* [Work item]: Transcribe the entries below exactly; leave every image out.

* [Data excerpts]:
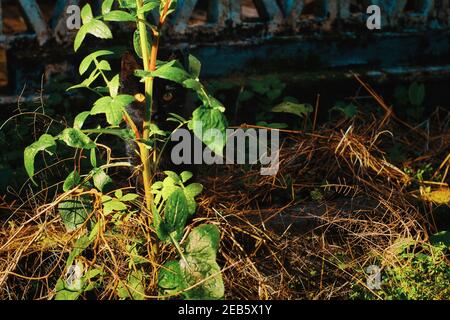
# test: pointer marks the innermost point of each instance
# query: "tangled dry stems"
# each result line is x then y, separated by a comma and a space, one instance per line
277, 242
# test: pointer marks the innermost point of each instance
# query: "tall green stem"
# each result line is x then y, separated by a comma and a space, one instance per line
144, 153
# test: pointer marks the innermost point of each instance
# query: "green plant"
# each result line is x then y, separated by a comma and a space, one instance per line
168, 203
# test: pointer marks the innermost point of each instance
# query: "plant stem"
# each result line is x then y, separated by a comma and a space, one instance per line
144, 153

* [Answer to this problem]:
# test: pointer marks the innermost point of each instance
# query: "tangled dry stems"
# each result line is x then y, separated by a comma and a space, one instance per line
277, 242
# test: pointer marks the innermost point of each instance
# query: "tall green stem"
# each result line is x then y, separated by a comma and a space, one instance per line
144, 153
# test: pointer marks the innermost point of each instance
# query: "green plant"
# each result line is x then y, separated by a comma and a space, one instance per line
168, 203
# test: pointer marks the innermost point of each instance
# query: "plant stem"
# each result line is x then y, separated by a comma and a space, one instance per line
144, 153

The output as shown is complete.